• GIVEN PROBLEM:
How many lines in the records below contain the word "green"? Give only the number.

• THE DATA:
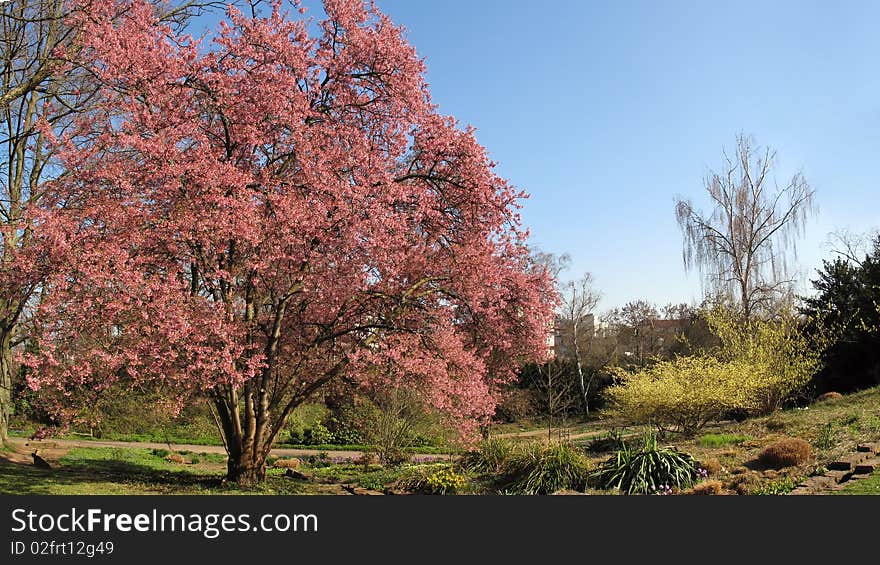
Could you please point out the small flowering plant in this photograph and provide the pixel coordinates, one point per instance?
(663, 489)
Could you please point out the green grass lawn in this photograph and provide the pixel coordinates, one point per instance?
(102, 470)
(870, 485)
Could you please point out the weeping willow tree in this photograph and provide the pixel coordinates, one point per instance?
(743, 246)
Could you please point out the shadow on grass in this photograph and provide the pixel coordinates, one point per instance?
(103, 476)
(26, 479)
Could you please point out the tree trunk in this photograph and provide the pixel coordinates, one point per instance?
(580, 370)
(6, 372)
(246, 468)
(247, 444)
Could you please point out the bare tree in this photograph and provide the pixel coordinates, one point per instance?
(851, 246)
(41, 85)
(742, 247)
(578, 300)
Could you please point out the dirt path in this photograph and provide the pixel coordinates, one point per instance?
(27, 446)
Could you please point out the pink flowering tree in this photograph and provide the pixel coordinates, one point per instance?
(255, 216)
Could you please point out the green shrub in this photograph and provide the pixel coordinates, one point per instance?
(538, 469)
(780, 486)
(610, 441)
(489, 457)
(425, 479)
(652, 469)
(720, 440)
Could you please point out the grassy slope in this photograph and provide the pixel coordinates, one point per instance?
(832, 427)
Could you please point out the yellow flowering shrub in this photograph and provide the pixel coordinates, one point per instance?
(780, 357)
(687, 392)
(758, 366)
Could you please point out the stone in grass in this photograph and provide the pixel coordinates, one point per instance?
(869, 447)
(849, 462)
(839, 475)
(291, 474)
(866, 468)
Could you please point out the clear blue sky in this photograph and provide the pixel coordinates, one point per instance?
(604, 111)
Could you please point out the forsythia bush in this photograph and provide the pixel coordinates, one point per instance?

==

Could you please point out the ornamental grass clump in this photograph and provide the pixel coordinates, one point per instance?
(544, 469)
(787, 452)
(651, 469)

==

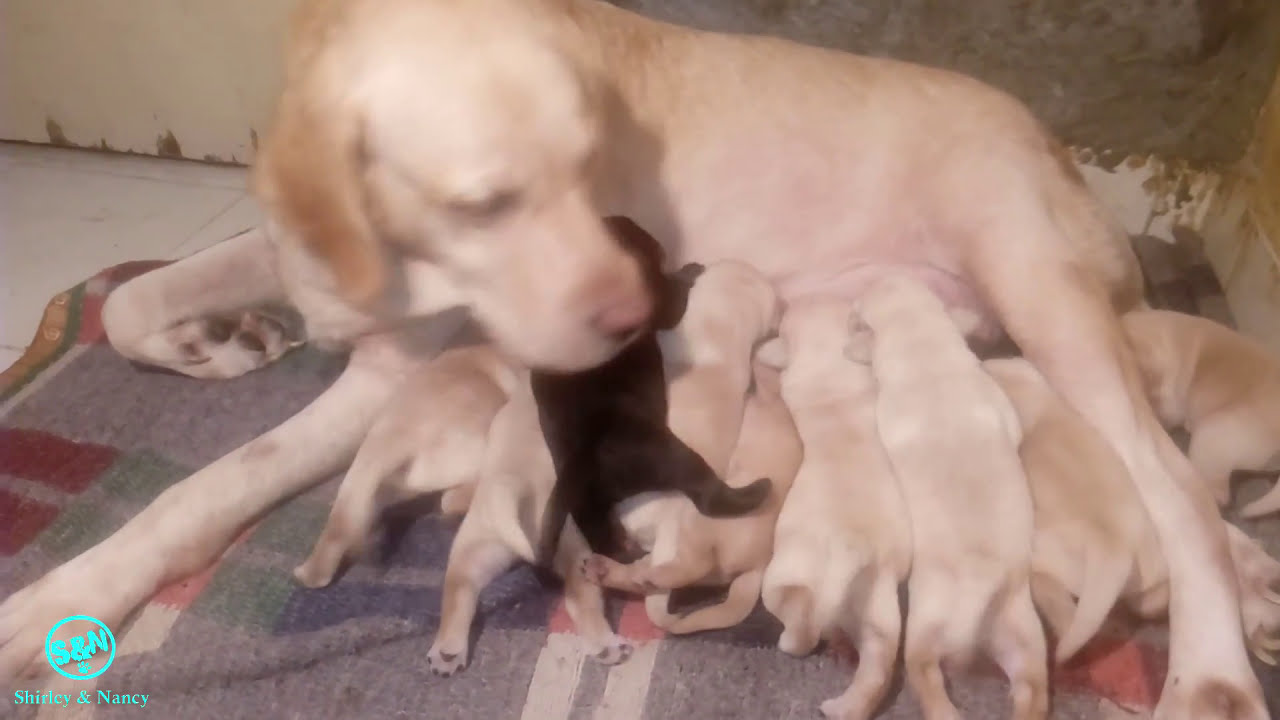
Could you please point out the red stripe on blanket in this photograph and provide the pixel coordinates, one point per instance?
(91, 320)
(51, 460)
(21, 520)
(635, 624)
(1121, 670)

• TASK RESULT:
2